AUFGABEN:
(1) Aktualisiere im Thread über kostenlosen Webspace den Abschnitt, der mit den Worten um „Nach einer mehr“ anfängt und mit „was das soll?“ aufhört. Ersetze dabei „Forums-Suche“ durch „Forensuche“.
(2) Nenne alle Anforderungen an einen Anbieter, die im Thread über kostenlosen Webspace am Anfang als Spezifikationen aufgezählt werden.

LESETEXT:
━━━━━━━━━━━━━━━━━━━━━━━━━━━━━━

Ich für meinen Teil suche einen free-webspace anbieter am besten ohne Werbung, sonst mit dezenter Werbung, also nicht à la multimania / lycos! , mit folgenden Spezifikationen: 

> 200 MB 
> 1 Gig Traffic
PHP
mysql
FTP Upload 

Nach einer mehr oder weniger erfolgreichen Forums-Suche wurde jadesowo.com schnell zu meinem Favoriten, doch entweder gibt es sie nicht mehr aktiv, oder ich bin zu dumm mich da anzumelden. Folge ich dem auf diesem Board angegebenen Direkt Link (aus einem anderen Thread - glaube ich) gibt es eine Fehlerseite im jadesowo.com-Stil, die besagt dass die Seite nicht aufrufbar sei. Irgendwer ne Ahnung was das soll?


gruß, 
vincent


----------



## Terrabug (16. August 2004)

Ich glaub da hilft nur Splitten oder ne Gamesite bei(http://duplex.rockwall.de/ aufmachen)

Pagemonitor

-50 Megs Space
-unlm. Traffic(Wenns zuviel wird, wird der Account gecloset !)
-werbefrei
-PHP, PERL, SSI, Python
-einmal MySQL

http://www.die-computer-ecke.de/
Standard 20 oder 30 MB, Sondervereinbarungen möglich
 FTP Zugang
PHP 4
MYSQL
PERL / CGI
mit Banner(klein)Werbung !

http://duplex.rockwall.de
100 MB / PHP / MySQL / CGI / Perl
FTP auf Anfrage

Fals man ne *ausgefallene* Homepage hat kann man sich auch bei bestimmten Anbietern "bewerben":

http://de.weirdhumor.net/?id=features

http://www.shellmaster.de/


Alle anderen Anbieter haben nur sehr wenig Traffic(teilweise nur 100Mb)


----------



## defc0n1 (27. August 2004)

Ich war als ich damals meine erste Seite ins Internet gestellt habe mit
http://www.piranho.de  sehr zufrieden.
Die bieten unbegrenzt viel Webspace ohne Werbung allerdings musst du erst Punkte sammeln bis du einen FTP Account bekommst vorher musst du alle Dateien einzeln hochladen.


----------

━━━━━━━━━━━━━━━━━━━━━━━━━━━━━━

DATENSÄTZE:

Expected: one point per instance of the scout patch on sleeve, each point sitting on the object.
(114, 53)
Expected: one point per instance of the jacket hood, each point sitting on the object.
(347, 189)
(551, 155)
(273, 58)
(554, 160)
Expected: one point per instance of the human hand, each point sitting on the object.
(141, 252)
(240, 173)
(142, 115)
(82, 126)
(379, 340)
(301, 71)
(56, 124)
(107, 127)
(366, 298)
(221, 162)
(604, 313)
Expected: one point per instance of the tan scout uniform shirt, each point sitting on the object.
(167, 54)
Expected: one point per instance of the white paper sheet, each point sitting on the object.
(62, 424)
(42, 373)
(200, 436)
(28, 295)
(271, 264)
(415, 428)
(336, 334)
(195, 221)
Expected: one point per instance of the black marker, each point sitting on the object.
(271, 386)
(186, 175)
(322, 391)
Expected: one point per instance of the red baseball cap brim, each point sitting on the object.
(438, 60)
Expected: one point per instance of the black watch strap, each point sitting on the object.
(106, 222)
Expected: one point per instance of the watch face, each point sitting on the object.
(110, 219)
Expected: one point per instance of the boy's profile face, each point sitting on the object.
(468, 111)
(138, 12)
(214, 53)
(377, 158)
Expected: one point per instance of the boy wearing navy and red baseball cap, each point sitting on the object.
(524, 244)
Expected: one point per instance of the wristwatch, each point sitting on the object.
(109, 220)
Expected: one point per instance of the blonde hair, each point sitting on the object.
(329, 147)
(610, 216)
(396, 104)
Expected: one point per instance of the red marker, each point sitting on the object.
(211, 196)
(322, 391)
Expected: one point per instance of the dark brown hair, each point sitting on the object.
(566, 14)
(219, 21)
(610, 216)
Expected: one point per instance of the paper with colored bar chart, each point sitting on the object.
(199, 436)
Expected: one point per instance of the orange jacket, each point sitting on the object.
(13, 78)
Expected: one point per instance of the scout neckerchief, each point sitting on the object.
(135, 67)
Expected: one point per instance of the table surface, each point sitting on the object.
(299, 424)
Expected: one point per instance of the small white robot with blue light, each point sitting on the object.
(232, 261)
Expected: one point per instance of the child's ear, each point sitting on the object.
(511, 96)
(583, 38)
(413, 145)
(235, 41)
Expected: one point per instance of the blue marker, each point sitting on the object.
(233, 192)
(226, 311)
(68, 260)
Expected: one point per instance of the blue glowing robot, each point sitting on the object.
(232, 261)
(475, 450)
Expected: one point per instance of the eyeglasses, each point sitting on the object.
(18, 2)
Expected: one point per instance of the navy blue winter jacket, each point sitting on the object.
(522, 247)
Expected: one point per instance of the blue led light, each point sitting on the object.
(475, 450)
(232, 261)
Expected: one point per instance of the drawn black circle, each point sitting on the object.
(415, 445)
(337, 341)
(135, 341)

━━━━━━━━━━━━━━━━━━━━━━━━━━━━━━

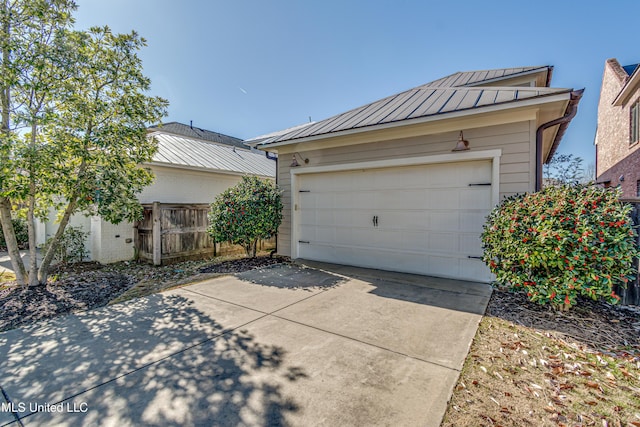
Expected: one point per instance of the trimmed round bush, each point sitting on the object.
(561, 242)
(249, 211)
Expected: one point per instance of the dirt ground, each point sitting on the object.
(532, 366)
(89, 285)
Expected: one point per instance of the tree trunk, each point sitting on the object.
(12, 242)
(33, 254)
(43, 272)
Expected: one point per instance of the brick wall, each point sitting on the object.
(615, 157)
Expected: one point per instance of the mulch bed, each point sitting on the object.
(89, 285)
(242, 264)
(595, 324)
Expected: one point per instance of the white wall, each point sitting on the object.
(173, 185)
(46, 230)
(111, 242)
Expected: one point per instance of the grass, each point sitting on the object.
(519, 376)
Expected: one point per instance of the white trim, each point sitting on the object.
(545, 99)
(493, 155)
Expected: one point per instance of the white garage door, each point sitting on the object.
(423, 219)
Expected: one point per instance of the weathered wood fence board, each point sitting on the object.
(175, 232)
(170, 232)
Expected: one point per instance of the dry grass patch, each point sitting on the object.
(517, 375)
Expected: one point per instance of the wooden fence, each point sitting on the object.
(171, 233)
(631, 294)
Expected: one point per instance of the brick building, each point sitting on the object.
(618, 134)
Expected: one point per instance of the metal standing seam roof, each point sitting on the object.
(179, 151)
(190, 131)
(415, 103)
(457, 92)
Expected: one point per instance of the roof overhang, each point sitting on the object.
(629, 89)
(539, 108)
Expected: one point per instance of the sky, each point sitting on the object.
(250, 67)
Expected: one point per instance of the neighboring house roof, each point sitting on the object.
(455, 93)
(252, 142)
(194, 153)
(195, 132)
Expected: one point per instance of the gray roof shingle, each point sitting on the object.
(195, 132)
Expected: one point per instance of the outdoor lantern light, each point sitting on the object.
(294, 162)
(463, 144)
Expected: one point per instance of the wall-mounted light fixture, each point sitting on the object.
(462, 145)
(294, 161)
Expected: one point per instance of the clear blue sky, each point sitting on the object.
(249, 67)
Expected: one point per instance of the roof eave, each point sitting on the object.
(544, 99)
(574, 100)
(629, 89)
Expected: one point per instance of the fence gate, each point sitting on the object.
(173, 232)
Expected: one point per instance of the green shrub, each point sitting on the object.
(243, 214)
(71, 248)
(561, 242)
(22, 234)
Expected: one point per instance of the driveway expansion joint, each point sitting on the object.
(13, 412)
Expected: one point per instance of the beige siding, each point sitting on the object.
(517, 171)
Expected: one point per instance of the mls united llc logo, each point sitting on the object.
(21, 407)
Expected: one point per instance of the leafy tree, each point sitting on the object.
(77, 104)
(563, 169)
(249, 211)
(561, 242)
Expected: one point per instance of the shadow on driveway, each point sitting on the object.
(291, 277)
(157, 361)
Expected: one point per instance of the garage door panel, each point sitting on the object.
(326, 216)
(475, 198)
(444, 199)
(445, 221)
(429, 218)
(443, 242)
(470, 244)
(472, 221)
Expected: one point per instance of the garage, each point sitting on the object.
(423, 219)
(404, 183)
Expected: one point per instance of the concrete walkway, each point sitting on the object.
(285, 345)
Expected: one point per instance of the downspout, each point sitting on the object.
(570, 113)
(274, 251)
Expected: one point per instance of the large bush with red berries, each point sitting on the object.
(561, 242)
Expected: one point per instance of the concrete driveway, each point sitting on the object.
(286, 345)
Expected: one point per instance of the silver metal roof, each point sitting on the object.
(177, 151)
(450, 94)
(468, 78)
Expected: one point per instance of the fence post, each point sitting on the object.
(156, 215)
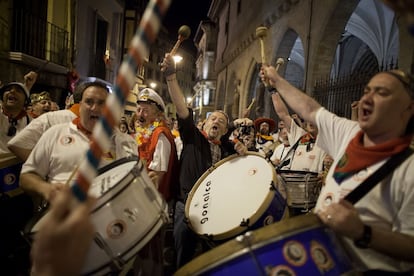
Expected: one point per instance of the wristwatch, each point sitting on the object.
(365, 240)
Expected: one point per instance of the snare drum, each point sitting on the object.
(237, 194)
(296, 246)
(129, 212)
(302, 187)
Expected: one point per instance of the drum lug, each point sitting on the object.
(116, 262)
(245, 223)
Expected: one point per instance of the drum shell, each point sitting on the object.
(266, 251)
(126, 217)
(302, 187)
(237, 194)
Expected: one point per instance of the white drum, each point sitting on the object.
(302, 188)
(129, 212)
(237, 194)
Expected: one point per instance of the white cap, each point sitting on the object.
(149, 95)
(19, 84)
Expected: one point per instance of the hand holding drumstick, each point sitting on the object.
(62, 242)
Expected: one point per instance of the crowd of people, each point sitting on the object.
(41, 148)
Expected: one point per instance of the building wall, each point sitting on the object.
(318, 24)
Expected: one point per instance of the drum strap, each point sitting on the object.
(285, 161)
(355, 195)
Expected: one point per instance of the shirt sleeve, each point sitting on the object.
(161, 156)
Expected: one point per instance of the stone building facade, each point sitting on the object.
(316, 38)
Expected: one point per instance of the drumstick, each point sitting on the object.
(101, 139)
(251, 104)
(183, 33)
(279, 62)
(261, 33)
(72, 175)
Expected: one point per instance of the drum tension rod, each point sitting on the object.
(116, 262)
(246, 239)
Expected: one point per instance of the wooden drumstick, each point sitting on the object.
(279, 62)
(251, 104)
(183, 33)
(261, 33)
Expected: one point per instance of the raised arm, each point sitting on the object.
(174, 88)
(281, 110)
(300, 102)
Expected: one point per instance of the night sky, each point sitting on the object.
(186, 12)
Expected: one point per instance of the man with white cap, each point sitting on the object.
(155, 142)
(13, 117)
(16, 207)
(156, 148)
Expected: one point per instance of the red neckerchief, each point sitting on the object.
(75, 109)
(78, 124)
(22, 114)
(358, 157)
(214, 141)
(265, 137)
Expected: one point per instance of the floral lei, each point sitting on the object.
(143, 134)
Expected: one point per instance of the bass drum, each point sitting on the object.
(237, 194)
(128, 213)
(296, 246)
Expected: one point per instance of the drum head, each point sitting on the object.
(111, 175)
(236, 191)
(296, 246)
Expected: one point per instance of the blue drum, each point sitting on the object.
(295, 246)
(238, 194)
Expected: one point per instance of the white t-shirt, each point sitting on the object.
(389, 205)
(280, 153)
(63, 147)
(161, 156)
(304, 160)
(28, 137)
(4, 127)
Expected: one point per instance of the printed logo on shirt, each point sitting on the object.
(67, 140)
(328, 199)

━━━━━━━━━━━━━━━━━━━━━━━━━━━━━━

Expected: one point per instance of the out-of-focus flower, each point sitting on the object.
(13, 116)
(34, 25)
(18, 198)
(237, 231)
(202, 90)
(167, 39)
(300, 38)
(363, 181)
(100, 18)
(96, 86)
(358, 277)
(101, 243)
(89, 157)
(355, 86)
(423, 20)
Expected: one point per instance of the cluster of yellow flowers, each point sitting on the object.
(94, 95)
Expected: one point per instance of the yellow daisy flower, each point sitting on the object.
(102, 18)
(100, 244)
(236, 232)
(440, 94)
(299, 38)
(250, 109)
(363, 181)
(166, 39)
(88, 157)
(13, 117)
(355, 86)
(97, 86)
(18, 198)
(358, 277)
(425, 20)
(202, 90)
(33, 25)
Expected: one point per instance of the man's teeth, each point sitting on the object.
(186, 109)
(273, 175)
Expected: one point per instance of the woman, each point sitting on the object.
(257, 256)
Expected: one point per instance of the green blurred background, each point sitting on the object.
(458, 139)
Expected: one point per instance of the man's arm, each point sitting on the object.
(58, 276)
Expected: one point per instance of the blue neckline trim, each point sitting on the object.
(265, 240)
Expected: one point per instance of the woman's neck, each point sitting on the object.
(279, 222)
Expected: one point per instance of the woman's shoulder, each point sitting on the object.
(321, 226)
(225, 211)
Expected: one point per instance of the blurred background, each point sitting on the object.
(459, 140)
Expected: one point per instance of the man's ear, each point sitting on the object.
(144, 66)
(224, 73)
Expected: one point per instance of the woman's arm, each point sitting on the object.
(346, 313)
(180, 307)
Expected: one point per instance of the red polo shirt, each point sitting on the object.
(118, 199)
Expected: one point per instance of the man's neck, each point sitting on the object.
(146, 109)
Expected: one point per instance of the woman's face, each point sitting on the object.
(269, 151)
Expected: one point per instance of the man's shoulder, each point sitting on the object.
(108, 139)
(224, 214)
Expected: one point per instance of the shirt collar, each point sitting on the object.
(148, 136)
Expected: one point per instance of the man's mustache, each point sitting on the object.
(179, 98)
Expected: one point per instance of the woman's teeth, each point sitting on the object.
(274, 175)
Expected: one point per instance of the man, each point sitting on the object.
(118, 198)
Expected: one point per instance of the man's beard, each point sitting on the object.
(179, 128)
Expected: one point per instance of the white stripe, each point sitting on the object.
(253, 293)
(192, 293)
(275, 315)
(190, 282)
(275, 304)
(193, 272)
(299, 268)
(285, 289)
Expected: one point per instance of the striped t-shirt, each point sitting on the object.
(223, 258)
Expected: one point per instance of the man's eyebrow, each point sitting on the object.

━━━━━━━━━━━━━━━━━━━━━━━━━━━━━━

VOLLSTÄNDIGE LÖSUNGEN:
(1)
Nach einer mehr oder weniger erfolgreichen Forensuche wurde jadesowo.com schnell zu meinem Favoriten, doch entweder gibt es sie nicht mehr aktiv, oder ich bin zu dumm mich da anzumelden. Folge ich dem auf diesem Board angegebenen Direkt Link (aus einem anderen Thread - glaube ich) gibt es eine Fehlerseite im jadesowo.com-Stil, die besagt dass die Seite nicht aufrufbar sei. Irgendwer ne Ahnung was das soll?

(2)
- > 200 MB
- > 1 Gig Traffic
- PHP
- mysql
- FTP Upload